Region pointing data:
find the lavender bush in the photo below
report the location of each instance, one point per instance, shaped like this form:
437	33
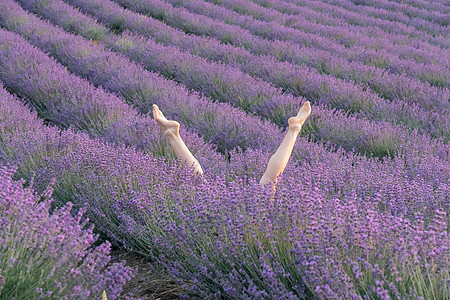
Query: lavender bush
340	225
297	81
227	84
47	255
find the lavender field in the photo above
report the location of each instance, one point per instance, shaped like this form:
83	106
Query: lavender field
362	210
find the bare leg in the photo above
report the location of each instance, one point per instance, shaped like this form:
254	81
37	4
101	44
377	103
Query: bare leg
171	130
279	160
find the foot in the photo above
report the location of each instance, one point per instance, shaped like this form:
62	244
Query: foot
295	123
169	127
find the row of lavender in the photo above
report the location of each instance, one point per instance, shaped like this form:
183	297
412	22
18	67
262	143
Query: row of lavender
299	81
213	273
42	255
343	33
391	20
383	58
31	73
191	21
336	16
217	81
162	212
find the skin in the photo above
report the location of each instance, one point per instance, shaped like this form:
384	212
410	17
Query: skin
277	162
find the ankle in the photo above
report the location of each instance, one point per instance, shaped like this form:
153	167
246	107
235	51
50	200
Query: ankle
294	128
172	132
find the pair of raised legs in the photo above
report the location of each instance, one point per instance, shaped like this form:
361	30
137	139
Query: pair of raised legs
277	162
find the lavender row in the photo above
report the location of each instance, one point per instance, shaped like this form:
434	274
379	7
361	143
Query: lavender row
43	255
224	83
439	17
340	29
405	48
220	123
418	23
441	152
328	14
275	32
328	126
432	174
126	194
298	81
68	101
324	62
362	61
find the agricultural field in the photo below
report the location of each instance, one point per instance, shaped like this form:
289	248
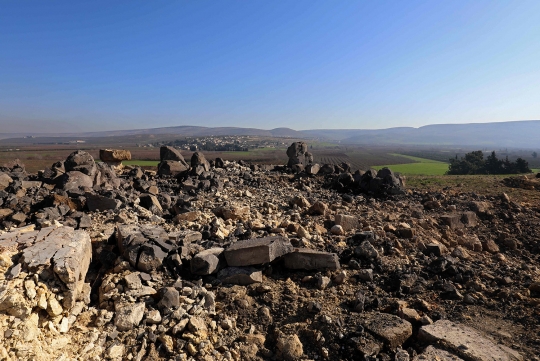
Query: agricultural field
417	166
==
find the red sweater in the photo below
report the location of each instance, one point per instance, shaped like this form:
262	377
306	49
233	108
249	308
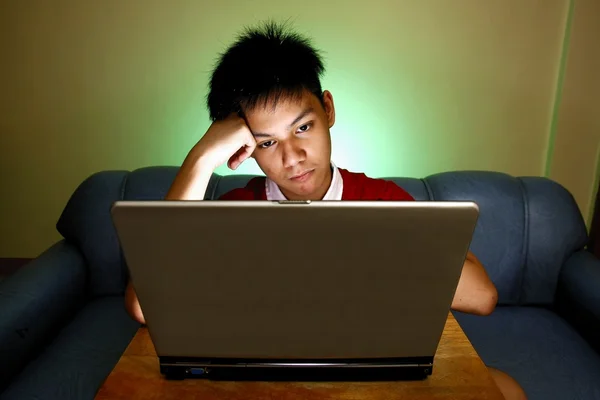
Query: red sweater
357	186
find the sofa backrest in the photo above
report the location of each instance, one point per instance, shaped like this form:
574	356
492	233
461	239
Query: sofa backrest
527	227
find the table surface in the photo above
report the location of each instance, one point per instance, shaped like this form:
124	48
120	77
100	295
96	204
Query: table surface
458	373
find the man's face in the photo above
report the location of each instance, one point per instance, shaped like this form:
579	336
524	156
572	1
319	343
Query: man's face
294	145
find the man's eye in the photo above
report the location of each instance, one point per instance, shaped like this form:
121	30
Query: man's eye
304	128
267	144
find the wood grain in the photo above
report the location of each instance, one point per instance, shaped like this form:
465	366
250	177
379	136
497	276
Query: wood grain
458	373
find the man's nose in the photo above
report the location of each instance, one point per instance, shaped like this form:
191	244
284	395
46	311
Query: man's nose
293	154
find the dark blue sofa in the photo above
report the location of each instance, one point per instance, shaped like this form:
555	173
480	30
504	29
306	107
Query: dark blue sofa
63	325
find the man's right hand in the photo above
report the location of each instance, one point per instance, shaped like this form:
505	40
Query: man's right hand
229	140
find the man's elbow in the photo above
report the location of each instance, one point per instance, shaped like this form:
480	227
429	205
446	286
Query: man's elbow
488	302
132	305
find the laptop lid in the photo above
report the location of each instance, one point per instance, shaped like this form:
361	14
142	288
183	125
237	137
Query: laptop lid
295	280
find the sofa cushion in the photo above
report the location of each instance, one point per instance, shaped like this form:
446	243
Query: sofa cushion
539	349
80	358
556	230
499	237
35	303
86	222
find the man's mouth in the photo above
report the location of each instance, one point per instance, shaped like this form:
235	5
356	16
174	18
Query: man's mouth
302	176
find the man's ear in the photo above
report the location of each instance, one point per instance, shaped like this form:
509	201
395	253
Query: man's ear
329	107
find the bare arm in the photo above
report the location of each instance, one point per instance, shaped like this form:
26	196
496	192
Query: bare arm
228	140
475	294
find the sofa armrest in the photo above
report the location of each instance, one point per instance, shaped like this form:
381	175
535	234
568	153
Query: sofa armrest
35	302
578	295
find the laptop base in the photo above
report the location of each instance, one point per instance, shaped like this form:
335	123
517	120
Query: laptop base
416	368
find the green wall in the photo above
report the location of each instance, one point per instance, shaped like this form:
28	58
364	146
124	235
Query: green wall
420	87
==
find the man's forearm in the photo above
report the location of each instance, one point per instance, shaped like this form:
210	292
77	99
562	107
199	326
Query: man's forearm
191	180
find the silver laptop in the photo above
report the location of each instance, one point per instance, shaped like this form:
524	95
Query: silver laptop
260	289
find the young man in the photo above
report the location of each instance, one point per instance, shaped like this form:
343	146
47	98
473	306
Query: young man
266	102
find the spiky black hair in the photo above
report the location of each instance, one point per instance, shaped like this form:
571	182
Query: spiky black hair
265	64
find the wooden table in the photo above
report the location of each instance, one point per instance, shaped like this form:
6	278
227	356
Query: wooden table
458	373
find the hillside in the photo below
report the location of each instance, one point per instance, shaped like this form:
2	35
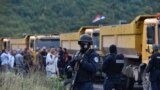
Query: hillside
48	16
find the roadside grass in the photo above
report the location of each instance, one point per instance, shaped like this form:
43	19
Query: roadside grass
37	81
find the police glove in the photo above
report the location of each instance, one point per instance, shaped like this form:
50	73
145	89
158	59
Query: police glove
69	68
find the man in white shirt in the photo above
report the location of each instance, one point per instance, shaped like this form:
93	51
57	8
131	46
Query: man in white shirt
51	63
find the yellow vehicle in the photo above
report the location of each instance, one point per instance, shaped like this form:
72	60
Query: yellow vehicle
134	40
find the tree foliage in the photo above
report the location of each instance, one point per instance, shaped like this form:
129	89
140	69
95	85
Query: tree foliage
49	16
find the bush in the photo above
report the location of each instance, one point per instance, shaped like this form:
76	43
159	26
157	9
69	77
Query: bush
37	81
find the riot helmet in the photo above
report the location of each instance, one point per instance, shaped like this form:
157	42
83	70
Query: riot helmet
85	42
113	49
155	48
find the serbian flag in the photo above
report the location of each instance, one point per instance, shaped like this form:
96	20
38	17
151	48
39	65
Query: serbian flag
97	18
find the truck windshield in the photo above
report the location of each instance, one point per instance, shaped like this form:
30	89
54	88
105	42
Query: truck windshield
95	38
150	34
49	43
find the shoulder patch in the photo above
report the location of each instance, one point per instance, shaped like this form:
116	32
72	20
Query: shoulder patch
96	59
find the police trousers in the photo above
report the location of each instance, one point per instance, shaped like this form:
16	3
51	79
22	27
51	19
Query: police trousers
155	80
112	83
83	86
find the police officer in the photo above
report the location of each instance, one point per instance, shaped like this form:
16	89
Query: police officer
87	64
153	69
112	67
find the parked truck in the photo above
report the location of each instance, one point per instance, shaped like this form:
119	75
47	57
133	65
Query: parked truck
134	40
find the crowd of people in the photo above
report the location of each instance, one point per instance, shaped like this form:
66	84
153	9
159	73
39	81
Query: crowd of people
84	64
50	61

__TASK INSTRUCTIONS__. For the word "below", show every line of the entries that holds it.

__ANSWER SPACE__.
find the lavender bush in the photo below
find the agricultural field in the photo below
find the red sweater in the photo below
find the hillside in the photo below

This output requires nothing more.